[Start of section]

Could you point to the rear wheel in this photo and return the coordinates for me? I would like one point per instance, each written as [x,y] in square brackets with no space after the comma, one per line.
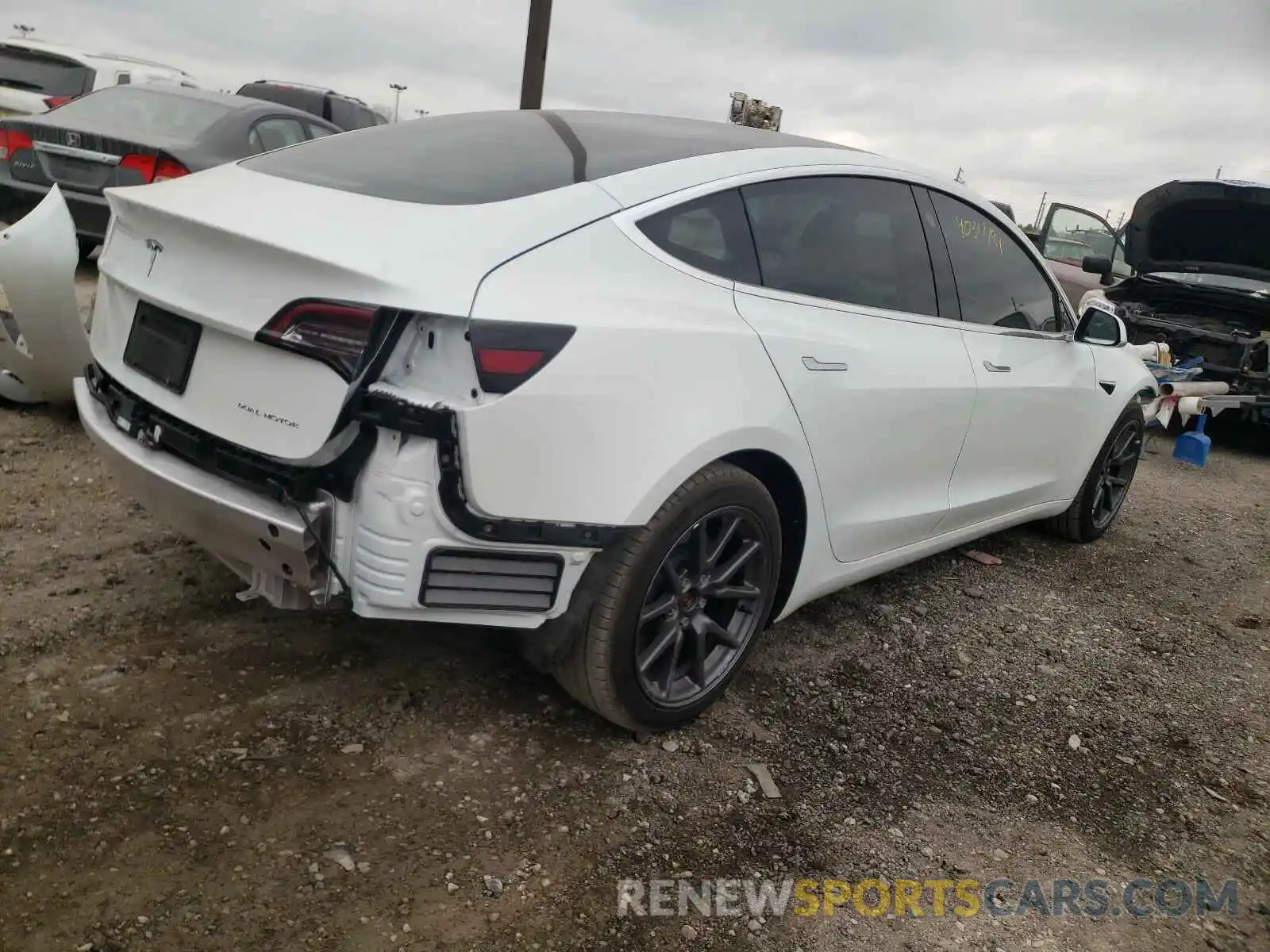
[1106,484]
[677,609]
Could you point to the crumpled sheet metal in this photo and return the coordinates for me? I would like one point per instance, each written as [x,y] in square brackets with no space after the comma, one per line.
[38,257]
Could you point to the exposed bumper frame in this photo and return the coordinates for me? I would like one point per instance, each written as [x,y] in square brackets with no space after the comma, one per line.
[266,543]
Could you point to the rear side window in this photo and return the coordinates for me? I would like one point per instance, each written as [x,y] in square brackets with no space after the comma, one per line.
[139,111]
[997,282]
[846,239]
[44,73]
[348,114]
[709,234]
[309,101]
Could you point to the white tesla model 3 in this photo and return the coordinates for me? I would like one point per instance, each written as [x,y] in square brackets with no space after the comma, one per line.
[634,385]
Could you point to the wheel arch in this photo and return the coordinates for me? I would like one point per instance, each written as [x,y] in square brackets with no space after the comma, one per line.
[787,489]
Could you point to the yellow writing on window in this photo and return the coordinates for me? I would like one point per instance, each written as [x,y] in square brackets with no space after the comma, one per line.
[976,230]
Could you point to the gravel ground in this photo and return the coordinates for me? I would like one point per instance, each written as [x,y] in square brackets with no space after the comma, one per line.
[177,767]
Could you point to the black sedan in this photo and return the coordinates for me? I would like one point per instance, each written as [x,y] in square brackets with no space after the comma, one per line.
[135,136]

[End of section]

Return the listing above unchanged, apart from dropping its pictures.

* [Problem solution]:
Could you point to the rear wheel in this photo and return the coordinates for me? I would like one point per instance, each written as [x,y] in square brackets with no space after the comma, one per line.
[1106,484]
[677,609]
Could you point to the crumpled sheet metal in this photo and return the coordinates for me? I would like one point per instance, each written as [x,y] in square brackets with no space after the comma, one per line.
[38,257]
Could you point to the exposed bumper frame in this photo and return the coordinates for me? I would like one point per instance, each written as [x,y] in square brackets with no space after the comma, one per line.
[266,543]
Could you point to the rear side window in this photo and return the coordinates for me? I would like one point per instance, each written as [x,y] in square brackets with no space after the comma, one per line.
[139,111]
[997,282]
[846,239]
[44,73]
[348,114]
[709,234]
[309,101]
Could you point to the white tesla model 3 in this photo and return the coordinates for me? I would like one point per instance, each written as [x,y] in square brackets with no space after the comma, one per line.
[634,385]
Could you point to the wheel arch in this photo and return the coordinates for me? I would like one point per instance, each written as [x,y] in square brackets with no space after the comma, one per line.
[787,489]
Could you point to the yellow writing on window in this photo and return the coordinates for me? I would like one point per instance, each written as [x,y] in square brackets with no space after the comma, one per line.
[976,230]
Could you point to the gravel ground in this photo and return the coordinates for me? I would like one point per instance, each written as [x,y] in square brackets with no space after the comma, one per line.
[177,767]
Could you point to the black sedan in this photo and return the coordinates for me? I would like one point per instance, each written as [x,y] in square brackets with no space after the comma, one per line.
[135,136]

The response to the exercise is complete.